+++ RECORDS FOR THIS TASK

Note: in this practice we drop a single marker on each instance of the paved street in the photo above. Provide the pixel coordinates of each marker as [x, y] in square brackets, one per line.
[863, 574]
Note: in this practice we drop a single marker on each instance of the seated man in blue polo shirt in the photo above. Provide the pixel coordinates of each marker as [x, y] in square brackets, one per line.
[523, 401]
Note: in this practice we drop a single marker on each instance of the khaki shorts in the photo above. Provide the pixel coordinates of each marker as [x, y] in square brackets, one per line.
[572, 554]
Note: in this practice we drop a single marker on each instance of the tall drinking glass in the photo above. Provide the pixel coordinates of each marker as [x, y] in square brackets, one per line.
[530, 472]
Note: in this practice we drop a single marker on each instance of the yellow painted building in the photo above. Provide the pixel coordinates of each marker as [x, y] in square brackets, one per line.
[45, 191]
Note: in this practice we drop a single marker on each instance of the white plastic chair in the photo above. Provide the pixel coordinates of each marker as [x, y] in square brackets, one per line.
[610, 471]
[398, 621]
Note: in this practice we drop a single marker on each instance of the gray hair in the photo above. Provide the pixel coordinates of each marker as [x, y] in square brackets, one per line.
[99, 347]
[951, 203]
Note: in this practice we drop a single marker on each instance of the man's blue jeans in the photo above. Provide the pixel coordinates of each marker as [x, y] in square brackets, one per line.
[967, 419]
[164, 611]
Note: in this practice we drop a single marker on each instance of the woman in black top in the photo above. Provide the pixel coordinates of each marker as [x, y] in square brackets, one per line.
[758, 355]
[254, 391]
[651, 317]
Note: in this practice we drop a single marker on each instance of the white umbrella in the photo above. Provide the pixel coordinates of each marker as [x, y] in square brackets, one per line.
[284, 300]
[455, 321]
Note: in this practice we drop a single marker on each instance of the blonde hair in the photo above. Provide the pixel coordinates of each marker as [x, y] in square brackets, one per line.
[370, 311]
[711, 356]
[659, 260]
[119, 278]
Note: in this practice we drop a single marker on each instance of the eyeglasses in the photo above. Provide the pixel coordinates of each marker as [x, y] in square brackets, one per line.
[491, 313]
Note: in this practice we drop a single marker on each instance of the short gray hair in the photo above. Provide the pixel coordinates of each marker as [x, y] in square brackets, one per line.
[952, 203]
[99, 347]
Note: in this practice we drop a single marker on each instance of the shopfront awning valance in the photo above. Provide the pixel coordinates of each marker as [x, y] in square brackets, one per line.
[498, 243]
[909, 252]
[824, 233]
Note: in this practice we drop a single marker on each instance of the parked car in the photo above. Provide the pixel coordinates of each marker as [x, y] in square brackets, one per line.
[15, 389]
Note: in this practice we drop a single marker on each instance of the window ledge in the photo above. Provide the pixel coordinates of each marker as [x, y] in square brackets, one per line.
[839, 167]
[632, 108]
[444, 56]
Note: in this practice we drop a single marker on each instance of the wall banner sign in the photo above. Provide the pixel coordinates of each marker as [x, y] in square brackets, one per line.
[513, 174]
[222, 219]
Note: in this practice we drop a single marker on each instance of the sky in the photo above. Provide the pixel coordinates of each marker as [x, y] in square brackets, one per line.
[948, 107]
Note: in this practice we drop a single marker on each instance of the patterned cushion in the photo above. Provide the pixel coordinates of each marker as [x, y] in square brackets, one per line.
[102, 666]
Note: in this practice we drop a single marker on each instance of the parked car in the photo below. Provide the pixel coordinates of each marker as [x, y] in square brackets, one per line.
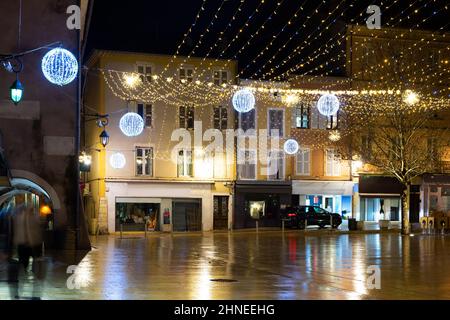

++++++

▶ [YOUR INSTRUCTIONS]: List every line of the entries above that contains the word "blue", copying each line in full. Case counts.

▶ [THE SOLUTION]:
Note: in this practice we drop a single marker on each instance of the seated man in blue polo shirt in the photo above. Provide the pixel coordinates of each marker as [x, y] in square brackets, one per line.
Note: in this practice we drop a single marker on each instance of the man's blue jeans in the photo above. Provide the pixel coordinates of each marker as [x, y] in square brackets, one per line.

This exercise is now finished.